Exercise brief —
Write only the number of lines in the data that contain the word "behind".

(Collected data)
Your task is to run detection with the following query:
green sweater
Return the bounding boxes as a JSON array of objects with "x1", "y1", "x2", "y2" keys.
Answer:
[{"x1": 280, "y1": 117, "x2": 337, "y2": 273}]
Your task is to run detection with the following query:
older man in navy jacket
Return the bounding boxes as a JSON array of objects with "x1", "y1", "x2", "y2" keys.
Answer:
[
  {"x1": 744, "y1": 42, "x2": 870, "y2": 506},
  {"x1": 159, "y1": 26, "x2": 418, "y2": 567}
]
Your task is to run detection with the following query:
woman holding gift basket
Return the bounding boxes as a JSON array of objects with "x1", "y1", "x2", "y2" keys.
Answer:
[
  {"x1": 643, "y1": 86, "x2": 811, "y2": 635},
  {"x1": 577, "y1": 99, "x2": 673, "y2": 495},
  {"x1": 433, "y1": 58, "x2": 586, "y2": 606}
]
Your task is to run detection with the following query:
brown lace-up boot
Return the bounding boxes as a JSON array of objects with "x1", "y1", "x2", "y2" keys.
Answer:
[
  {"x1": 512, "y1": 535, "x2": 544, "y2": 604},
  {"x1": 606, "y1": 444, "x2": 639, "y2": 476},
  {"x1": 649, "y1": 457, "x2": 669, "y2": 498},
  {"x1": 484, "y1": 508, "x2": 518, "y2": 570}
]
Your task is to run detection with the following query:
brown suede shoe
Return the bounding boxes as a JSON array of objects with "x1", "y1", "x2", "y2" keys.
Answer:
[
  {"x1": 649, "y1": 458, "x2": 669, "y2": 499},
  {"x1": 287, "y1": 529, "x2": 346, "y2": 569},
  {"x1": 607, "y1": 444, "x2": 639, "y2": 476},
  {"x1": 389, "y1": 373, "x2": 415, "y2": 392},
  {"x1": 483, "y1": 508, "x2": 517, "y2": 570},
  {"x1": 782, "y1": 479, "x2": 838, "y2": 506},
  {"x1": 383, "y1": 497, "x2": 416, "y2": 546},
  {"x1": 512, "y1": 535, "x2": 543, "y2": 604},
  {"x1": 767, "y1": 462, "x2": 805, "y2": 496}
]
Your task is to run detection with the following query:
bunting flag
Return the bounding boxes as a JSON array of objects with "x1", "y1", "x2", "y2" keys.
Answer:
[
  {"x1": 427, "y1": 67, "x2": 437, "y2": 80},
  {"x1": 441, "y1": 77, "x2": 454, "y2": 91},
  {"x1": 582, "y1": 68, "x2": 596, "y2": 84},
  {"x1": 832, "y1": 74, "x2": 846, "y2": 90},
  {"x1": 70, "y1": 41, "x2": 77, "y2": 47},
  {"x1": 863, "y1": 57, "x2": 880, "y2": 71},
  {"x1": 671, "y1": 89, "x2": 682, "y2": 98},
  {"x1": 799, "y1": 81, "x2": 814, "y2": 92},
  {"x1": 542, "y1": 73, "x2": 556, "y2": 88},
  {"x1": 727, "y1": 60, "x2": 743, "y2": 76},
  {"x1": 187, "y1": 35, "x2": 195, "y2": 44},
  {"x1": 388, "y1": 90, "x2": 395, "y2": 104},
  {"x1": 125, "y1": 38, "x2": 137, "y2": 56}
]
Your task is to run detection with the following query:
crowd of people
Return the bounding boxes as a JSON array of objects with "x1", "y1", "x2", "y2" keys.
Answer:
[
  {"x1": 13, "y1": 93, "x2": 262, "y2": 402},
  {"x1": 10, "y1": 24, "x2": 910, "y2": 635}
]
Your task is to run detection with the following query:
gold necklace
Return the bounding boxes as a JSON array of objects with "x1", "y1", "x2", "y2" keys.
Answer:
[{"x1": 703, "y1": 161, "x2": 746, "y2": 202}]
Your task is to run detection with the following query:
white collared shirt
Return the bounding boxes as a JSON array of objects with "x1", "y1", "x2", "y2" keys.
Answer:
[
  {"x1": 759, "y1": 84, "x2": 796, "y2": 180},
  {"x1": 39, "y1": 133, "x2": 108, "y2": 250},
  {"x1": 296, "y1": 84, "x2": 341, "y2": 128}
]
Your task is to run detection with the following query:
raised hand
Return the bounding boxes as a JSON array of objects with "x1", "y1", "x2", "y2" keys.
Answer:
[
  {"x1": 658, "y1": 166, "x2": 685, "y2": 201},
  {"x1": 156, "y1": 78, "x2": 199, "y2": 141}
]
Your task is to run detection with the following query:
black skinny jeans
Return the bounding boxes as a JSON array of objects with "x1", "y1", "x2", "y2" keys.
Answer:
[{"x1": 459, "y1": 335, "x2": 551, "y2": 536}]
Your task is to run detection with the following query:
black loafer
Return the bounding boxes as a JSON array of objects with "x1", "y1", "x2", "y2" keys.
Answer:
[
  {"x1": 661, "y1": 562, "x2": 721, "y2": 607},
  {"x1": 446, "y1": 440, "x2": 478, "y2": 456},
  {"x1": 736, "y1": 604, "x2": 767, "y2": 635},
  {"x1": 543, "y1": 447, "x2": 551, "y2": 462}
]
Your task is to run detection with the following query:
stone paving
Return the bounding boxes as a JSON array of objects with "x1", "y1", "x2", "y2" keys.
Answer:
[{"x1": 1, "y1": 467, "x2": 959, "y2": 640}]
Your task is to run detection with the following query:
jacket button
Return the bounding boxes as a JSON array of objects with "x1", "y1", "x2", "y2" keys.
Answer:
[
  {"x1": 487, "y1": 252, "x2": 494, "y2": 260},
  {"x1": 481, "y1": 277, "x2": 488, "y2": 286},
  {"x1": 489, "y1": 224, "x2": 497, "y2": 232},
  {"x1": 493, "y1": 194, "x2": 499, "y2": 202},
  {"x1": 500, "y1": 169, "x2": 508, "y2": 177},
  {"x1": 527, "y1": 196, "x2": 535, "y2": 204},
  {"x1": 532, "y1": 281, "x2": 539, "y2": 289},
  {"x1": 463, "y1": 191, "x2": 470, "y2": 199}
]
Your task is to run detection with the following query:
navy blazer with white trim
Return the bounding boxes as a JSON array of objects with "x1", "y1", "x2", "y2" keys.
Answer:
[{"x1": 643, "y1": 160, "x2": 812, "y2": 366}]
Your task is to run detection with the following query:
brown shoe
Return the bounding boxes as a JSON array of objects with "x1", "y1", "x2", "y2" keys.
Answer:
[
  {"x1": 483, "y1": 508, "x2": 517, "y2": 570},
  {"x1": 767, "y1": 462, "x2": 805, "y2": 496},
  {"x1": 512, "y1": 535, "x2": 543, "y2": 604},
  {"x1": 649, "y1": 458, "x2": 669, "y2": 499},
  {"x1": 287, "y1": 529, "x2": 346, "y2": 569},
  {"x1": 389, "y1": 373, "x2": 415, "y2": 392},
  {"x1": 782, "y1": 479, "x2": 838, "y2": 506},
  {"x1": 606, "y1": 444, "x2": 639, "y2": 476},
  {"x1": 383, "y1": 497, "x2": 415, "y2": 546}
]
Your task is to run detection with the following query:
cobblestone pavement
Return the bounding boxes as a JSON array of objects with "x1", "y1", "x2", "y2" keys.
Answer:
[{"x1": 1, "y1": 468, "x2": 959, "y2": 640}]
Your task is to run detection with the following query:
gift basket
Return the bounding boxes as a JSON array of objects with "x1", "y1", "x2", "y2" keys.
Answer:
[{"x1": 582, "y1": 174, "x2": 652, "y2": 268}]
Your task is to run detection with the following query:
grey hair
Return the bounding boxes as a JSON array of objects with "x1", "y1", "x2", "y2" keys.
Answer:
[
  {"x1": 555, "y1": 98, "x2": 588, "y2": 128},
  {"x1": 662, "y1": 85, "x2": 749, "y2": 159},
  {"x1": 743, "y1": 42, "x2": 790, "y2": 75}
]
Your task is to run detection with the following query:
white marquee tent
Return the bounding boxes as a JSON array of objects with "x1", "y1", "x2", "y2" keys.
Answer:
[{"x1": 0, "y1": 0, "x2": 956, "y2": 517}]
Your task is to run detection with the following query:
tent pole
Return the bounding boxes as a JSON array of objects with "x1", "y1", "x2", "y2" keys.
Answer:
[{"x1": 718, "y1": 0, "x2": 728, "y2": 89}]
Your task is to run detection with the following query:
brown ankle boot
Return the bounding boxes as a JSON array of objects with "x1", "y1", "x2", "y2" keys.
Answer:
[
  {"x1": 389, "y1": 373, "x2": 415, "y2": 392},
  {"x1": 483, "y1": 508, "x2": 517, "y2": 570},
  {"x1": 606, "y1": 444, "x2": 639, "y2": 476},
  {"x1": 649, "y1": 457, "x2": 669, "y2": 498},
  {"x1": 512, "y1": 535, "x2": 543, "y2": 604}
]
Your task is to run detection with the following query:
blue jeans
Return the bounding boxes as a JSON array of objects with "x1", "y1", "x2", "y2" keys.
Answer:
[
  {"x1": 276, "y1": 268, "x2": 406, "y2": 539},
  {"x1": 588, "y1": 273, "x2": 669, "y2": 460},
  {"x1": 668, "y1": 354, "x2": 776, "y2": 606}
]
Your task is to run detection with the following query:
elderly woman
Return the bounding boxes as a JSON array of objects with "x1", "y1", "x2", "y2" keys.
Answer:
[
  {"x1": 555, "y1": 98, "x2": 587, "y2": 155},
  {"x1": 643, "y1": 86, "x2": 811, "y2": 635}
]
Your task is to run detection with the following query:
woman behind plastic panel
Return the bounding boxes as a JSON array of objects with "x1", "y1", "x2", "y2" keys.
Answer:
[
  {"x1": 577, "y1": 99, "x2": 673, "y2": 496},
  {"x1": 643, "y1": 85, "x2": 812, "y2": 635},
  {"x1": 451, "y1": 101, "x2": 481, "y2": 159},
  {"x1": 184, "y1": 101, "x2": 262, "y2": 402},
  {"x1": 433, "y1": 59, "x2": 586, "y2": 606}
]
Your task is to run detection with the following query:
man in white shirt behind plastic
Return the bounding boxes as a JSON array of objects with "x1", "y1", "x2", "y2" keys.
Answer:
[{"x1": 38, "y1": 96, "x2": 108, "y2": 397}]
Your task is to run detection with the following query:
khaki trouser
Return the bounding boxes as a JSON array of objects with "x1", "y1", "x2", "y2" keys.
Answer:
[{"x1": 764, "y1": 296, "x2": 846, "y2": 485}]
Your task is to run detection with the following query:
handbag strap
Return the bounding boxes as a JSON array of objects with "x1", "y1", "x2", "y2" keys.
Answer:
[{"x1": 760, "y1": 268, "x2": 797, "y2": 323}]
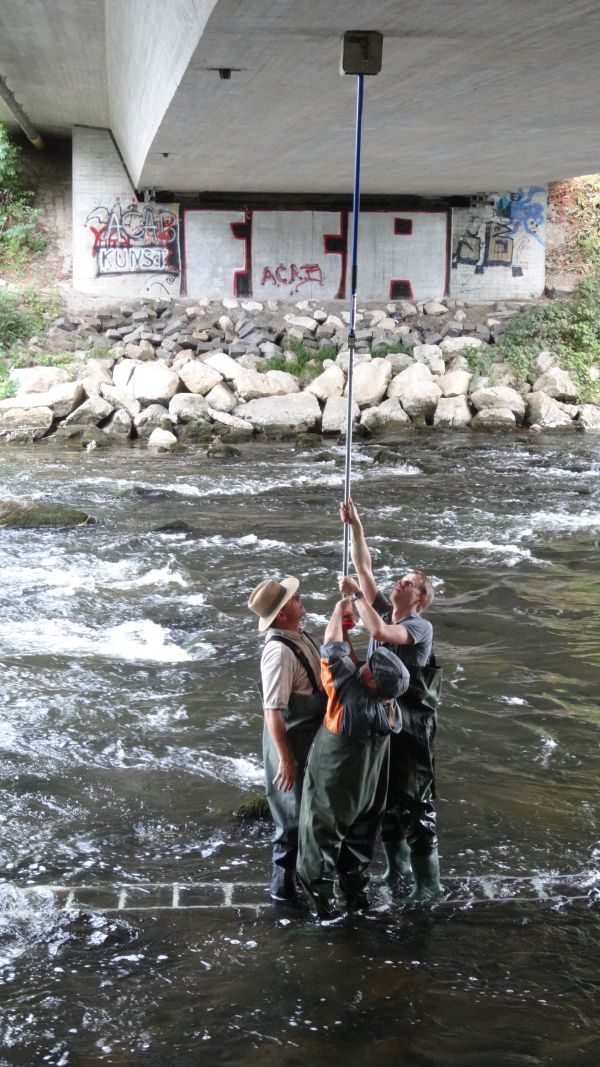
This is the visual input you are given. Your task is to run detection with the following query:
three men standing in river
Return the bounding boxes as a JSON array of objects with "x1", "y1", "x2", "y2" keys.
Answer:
[{"x1": 248, "y1": 497, "x2": 442, "y2": 917}]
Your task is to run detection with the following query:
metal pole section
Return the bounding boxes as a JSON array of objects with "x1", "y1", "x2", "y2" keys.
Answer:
[
  {"x1": 342, "y1": 72, "x2": 364, "y2": 575},
  {"x1": 0, "y1": 75, "x2": 44, "y2": 149}
]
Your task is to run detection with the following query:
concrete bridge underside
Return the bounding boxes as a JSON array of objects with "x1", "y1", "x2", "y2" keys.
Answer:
[{"x1": 0, "y1": 0, "x2": 598, "y2": 195}]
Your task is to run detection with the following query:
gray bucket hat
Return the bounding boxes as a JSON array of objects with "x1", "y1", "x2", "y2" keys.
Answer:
[{"x1": 368, "y1": 647, "x2": 409, "y2": 700}]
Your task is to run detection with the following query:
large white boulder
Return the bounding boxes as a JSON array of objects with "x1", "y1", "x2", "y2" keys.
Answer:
[
  {"x1": 471, "y1": 407, "x2": 516, "y2": 430},
  {"x1": 346, "y1": 358, "x2": 392, "y2": 408},
  {"x1": 204, "y1": 382, "x2": 237, "y2": 413},
  {"x1": 577, "y1": 404, "x2": 600, "y2": 432},
  {"x1": 412, "y1": 344, "x2": 445, "y2": 376},
  {"x1": 112, "y1": 358, "x2": 137, "y2": 392},
  {"x1": 9, "y1": 366, "x2": 70, "y2": 394},
  {"x1": 207, "y1": 408, "x2": 254, "y2": 436},
  {"x1": 532, "y1": 366, "x2": 578, "y2": 401},
  {"x1": 178, "y1": 359, "x2": 223, "y2": 395},
  {"x1": 234, "y1": 367, "x2": 275, "y2": 401},
  {"x1": 322, "y1": 396, "x2": 360, "y2": 434},
  {"x1": 526, "y1": 392, "x2": 574, "y2": 430},
  {"x1": 387, "y1": 362, "x2": 442, "y2": 418},
  {"x1": 0, "y1": 406, "x2": 54, "y2": 441},
  {"x1": 147, "y1": 427, "x2": 178, "y2": 451},
  {"x1": 434, "y1": 395, "x2": 472, "y2": 429},
  {"x1": 169, "y1": 393, "x2": 210, "y2": 423},
  {"x1": 265, "y1": 370, "x2": 301, "y2": 396},
  {"x1": 470, "y1": 385, "x2": 526, "y2": 419},
  {"x1": 64, "y1": 395, "x2": 114, "y2": 426},
  {"x1": 438, "y1": 370, "x2": 471, "y2": 397},
  {"x1": 132, "y1": 363, "x2": 180, "y2": 405},
  {"x1": 0, "y1": 381, "x2": 84, "y2": 418},
  {"x1": 100, "y1": 383, "x2": 141, "y2": 418},
  {"x1": 440, "y1": 336, "x2": 484, "y2": 356},
  {"x1": 234, "y1": 392, "x2": 321, "y2": 432},
  {"x1": 203, "y1": 351, "x2": 242, "y2": 381},
  {"x1": 360, "y1": 397, "x2": 411, "y2": 433},
  {"x1": 307, "y1": 364, "x2": 345, "y2": 401}
]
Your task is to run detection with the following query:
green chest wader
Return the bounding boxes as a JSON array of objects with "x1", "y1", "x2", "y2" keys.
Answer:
[
  {"x1": 261, "y1": 636, "x2": 326, "y2": 898},
  {"x1": 382, "y1": 654, "x2": 443, "y2": 857}
]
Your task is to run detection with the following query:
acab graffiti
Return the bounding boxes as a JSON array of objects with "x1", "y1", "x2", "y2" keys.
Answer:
[
  {"x1": 453, "y1": 187, "x2": 545, "y2": 277},
  {"x1": 85, "y1": 198, "x2": 180, "y2": 276},
  {"x1": 260, "y1": 262, "x2": 324, "y2": 292}
]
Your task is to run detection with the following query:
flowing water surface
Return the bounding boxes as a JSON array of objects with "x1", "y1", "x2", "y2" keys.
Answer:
[{"x1": 1, "y1": 433, "x2": 599, "y2": 1066}]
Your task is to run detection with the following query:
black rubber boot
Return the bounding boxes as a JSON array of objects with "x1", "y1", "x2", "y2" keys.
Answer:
[
  {"x1": 269, "y1": 865, "x2": 300, "y2": 904},
  {"x1": 374, "y1": 839, "x2": 413, "y2": 885},
  {"x1": 408, "y1": 849, "x2": 444, "y2": 902}
]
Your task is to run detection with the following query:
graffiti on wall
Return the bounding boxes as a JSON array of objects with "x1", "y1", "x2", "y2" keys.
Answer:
[
  {"x1": 183, "y1": 209, "x2": 448, "y2": 301},
  {"x1": 85, "y1": 199, "x2": 181, "y2": 278},
  {"x1": 452, "y1": 187, "x2": 545, "y2": 278}
]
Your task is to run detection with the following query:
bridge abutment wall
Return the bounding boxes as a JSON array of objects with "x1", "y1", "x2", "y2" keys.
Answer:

Task output —
2